I'm a '95, and I am currently attending Northwestern Medical School in Chicago. I'm writing to give a little advice to all you pre-meds out there. A few months ago an article ran in the Dartmouth Alumni Magazine about the lack of students choosing to go on FSPs and LSAs. The writers of the article attributed this distressing situation to the rising number of pre-med students who were opting to go into the sciences.

These people, obsessed by off-terms spent doing frontal lobotomies on lab rats, of taking the MCAT by their junior springs, of writing that senior thesis about the brainless rats -- what time had they for such frivolous nonsense as study-abroad programs? The only option for them was the Costa Rica Biology FSP, and that was just too hippy-granola-environmental sounding -- what medical school would ever take it seriously?

Well, I'd like to tell you that you've got medical school admissions all wrong. Recently, one of the admissions officers at Northwestern, a pathologist, was speaking to a group of high school students who were interested in medicine.

In answer to a question of "What should I major in in college?" Dr. Roth said, "Medical schools don't care what you major in in college. What they don't want to see is people who majored in biology or chemistry, not because they loved it, but because they thought they should for medical school."

And he's right. Sixty percent of my medical school class are non-science majors -- some are even painting and dance majors. About 35 percent of the class took at least one year off between college and medical school; about 10 percent took five years or more off.

If you are majoring in the sciences because you think that you should and not because you love it, then quit right now and save the money and go to your state school. State schools often have more impressive research going on anyway, because they get more federal funding than a school like Dartmouth. The greatest thing that Dartmouth has to offer is its professors, their dedication to teaching and their approachability.

+ + + +

▸ **Set of tasks**:
[a] According to the letter on medical school admissions, why do state schools often have more impressive research than a school like Dartmouth? Answer in one to three sentences.
[b] In the letter on medical school admissions, what share of the writer's medical school class are non-science majors?
The rows after this point are not needed.

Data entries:
+ + + +

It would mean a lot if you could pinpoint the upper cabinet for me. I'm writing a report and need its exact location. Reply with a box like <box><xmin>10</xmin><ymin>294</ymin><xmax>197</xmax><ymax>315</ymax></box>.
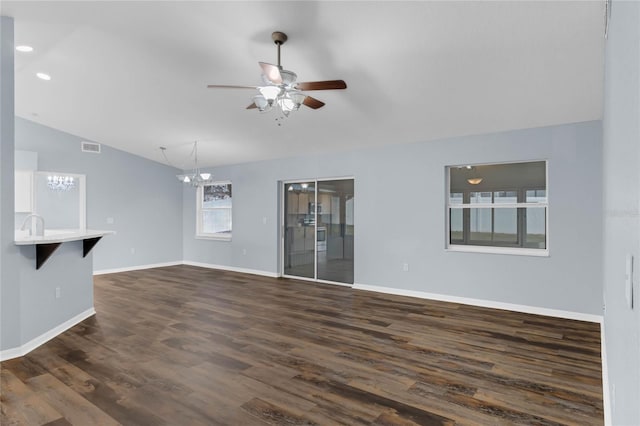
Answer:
<box><xmin>15</xmin><ymin>170</ymin><xmax>33</xmax><ymax>213</ymax></box>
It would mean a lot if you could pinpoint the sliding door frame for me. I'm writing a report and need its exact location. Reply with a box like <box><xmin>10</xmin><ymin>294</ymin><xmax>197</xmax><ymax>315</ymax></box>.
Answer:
<box><xmin>278</xmin><ymin>176</ymin><xmax>356</xmax><ymax>287</ymax></box>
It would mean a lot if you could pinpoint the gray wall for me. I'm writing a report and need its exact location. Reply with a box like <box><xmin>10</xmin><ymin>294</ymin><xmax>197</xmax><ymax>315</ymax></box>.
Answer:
<box><xmin>16</xmin><ymin>118</ymin><xmax>182</xmax><ymax>270</ymax></box>
<box><xmin>603</xmin><ymin>1</ymin><xmax>640</xmax><ymax>425</ymax></box>
<box><xmin>183</xmin><ymin>122</ymin><xmax>602</xmax><ymax>315</ymax></box>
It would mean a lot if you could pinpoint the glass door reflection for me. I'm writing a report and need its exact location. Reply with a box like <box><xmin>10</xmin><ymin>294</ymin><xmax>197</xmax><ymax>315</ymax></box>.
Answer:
<box><xmin>317</xmin><ymin>179</ymin><xmax>354</xmax><ymax>284</ymax></box>
<box><xmin>283</xmin><ymin>179</ymin><xmax>355</xmax><ymax>284</ymax></box>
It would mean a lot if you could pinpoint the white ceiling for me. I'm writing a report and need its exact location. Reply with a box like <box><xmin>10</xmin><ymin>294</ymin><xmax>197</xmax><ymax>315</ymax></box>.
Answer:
<box><xmin>1</xmin><ymin>1</ymin><xmax>604</xmax><ymax>168</ymax></box>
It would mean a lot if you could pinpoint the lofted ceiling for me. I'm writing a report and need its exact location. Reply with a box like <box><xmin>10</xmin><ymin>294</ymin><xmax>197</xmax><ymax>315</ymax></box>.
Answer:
<box><xmin>1</xmin><ymin>1</ymin><xmax>604</xmax><ymax>168</ymax></box>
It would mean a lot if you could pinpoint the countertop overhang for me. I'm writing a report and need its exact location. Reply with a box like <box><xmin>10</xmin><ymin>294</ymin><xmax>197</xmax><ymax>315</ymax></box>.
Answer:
<box><xmin>14</xmin><ymin>229</ymin><xmax>115</xmax><ymax>246</ymax></box>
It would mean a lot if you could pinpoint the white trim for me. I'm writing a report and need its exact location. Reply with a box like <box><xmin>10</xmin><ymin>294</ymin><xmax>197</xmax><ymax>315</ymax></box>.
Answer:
<box><xmin>600</xmin><ymin>319</ymin><xmax>613</xmax><ymax>426</ymax></box>
<box><xmin>0</xmin><ymin>306</ymin><xmax>96</xmax><ymax>361</ymax></box>
<box><xmin>93</xmin><ymin>260</ymin><xmax>184</xmax><ymax>276</ymax></box>
<box><xmin>195</xmin><ymin>180</ymin><xmax>233</xmax><ymax>241</ymax></box>
<box><xmin>194</xmin><ymin>233</ymin><xmax>231</xmax><ymax>241</ymax></box>
<box><xmin>353</xmin><ymin>284</ymin><xmax>602</xmax><ymax>324</ymax></box>
<box><xmin>181</xmin><ymin>260</ymin><xmax>279</xmax><ymax>278</ymax></box>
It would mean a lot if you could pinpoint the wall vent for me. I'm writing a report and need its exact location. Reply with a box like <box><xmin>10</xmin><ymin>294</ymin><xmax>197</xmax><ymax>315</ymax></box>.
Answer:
<box><xmin>82</xmin><ymin>141</ymin><xmax>100</xmax><ymax>154</ymax></box>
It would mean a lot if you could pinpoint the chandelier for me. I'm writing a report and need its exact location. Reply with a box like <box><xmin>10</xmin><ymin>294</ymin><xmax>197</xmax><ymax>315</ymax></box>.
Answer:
<box><xmin>160</xmin><ymin>141</ymin><xmax>213</xmax><ymax>186</ymax></box>
<box><xmin>47</xmin><ymin>175</ymin><xmax>76</xmax><ymax>191</ymax></box>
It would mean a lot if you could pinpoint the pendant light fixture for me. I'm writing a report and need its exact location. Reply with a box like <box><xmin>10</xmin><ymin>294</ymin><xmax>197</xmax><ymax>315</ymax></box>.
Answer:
<box><xmin>160</xmin><ymin>141</ymin><xmax>213</xmax><ymax>186</ymax></box>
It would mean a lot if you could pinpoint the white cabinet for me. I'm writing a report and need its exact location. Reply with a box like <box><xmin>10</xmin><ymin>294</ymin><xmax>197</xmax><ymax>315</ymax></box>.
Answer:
<box><xmin>15</xmin><ymin>170</ymin><xmax>33</xmax><ymax>213</ymax></box>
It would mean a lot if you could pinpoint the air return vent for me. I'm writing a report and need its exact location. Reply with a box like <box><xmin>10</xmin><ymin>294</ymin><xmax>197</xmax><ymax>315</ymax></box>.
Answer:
<box><xmin>82</xmin><ymin>141</ymin><xmax>100</xmax><ymax>154</ymax></box>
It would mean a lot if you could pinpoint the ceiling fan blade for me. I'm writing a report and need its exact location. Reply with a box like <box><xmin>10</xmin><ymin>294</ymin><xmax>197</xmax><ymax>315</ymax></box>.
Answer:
<box><xmin>302</xmin><ymin>96</ymin><xmax>324</xmax><ymax>109</ymax></box>
<box><xmin>296</xmin><ymin>80</ymin><xmax>347</xmax><ymax>90</ymax></box>
<box><xmin>207</xmin><ymin>84</ymin><xmax>258</xmax><ymax>89</ymax></box>
<box><xmin>258</xmin><ymin>62</ymin><xmax>282</xmax><ymax>84</ymax></box>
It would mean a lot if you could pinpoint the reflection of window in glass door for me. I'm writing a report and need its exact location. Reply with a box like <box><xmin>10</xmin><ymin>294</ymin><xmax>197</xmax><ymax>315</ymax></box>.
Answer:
<box><xmin>283</xmin><ymin>179</ymin><xmax>354</xmax><ymax>284</ymax></box>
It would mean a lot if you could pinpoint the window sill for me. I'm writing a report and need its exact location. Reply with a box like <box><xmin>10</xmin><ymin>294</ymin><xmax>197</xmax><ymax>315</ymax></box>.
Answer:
<box><xmin>195</xmin><ymin>235</ymin><xmax>231</xmax><ymax>241</ymax></box>
<box><xmin>445</xmin><ymin>245</ymin><xmax>549</xmax><ymax>257</ymax></box>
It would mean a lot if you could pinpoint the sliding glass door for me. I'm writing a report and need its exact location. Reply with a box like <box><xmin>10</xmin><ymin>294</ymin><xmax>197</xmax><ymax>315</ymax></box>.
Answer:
<box><xmin>283</xmin><ymin>179</ymin><xmax>354</xmax><ymax>284</ymax></box>
<box><xmin>284</xmin><ymin>182</ymin><xmax>316</xmax><ymax>278</ymax></box>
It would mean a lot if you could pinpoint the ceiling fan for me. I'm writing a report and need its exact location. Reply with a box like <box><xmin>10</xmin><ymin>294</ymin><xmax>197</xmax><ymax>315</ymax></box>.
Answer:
<box><xmin>207</xmin><ymin>31</ymin><xmax>347</xmax><ymax>117</ymax></box>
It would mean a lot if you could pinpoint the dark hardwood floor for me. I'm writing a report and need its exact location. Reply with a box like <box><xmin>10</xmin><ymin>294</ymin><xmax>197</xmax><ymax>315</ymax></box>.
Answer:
<box><xmin>0</xmin><ymin>266</ymin><xmax>604</xmax><ymax>426</ymax></box>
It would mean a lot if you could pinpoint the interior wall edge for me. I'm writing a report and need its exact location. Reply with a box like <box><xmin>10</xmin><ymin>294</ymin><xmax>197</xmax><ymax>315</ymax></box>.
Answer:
<box><xmin>0</xmin><ymin>306</ymin><xmax>96</xmax><ymax>361</ymax></box>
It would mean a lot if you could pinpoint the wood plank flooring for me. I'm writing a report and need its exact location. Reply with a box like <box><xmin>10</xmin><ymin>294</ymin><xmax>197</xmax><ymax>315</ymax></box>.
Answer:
<box><xmin>0</xmin><ymin>266</ymin><xmax>604</xmax><ymax>426</ymax></box>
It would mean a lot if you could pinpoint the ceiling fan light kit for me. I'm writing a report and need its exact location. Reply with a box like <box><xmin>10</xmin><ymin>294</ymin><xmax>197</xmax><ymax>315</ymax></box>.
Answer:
<box><xmin>207</xmin><ymin>31</ymin><xmax>347</xmax><ymax>121</ymax></box>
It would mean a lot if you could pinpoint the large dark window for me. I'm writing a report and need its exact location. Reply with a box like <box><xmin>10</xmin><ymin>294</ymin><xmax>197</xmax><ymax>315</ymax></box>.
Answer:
<box><xmin>447</xmin><ymin>161</ymin><xmax>548</xmax><ymax>254</ymax></box>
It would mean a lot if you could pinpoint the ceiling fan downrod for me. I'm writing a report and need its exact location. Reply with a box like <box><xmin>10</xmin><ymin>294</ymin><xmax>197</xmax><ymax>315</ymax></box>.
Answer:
<box><xmin>271</xmin><ymin>31</ymin><xmax>288</xmax><ymax>69</ymax></box>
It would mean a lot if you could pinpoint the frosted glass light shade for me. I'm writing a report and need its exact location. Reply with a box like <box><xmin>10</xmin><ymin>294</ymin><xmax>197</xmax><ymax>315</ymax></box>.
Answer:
<box><xmin>258</xmin><ymin>86</ymin><xmax>280</xmax><ymax>102</ymax></box>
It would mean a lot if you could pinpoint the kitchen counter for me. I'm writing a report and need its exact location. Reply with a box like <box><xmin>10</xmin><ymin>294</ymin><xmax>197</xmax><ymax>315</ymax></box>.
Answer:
<box><xmin>14</xmin><ymin>229</ymin><xmax>115</xmax><ymax>246</ymax></box>
<box><xmin>14</xmin><ymin>229</ymin><xmax>115</xmax><ymax>269</ymax></box>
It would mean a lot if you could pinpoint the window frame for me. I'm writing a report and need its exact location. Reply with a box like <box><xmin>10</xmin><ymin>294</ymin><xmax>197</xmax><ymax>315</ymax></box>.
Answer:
<box><xmin>444</xmin><ymin>159</ymin><xmax>550</xmax><ymax>257</ymax></box>
<box><xmin>195</xmin><ymin>180</ymin><xmax>233</xmax><ymax>241</ymax></box>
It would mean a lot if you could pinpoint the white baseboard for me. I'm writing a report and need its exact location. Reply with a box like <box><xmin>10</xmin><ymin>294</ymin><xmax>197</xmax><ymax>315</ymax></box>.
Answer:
<box><xmin>600</xmin><ymin>321</ymin><xmax>613</xmax><ymax>426</ymax></box>
<box><xmin>181</xmin><ymin>260</ymin><xmax>280</xmax><ymax>278</ymax></box>
<box><xmin>0</xmin><ymin>307</ymin><xmax>96</xmax><ymax>361</ymax></box>
<box><xmin>93</xmin><ymin>260</ymin><xmax>184</xmax><ymax>275</ymax></box>
<box><xmin>353</xmin><ymin>284</ymin><xmax>602</xmax><ymax>324</ymax></box>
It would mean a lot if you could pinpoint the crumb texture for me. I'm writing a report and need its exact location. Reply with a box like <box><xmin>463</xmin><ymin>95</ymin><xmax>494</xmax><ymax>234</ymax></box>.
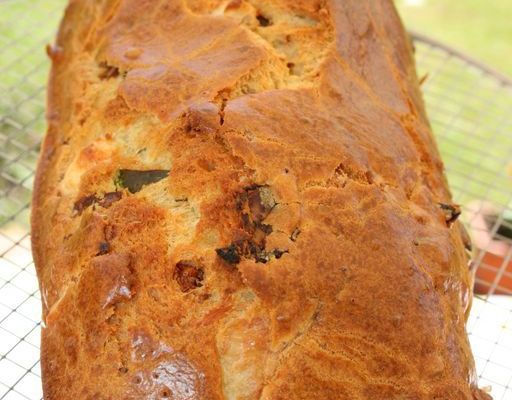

+ + + +

▸ **Answer list**:
[a] State schools get more federal funding than a school like Dartmouth, so their research is often more impressive.

[b] Sixty percent.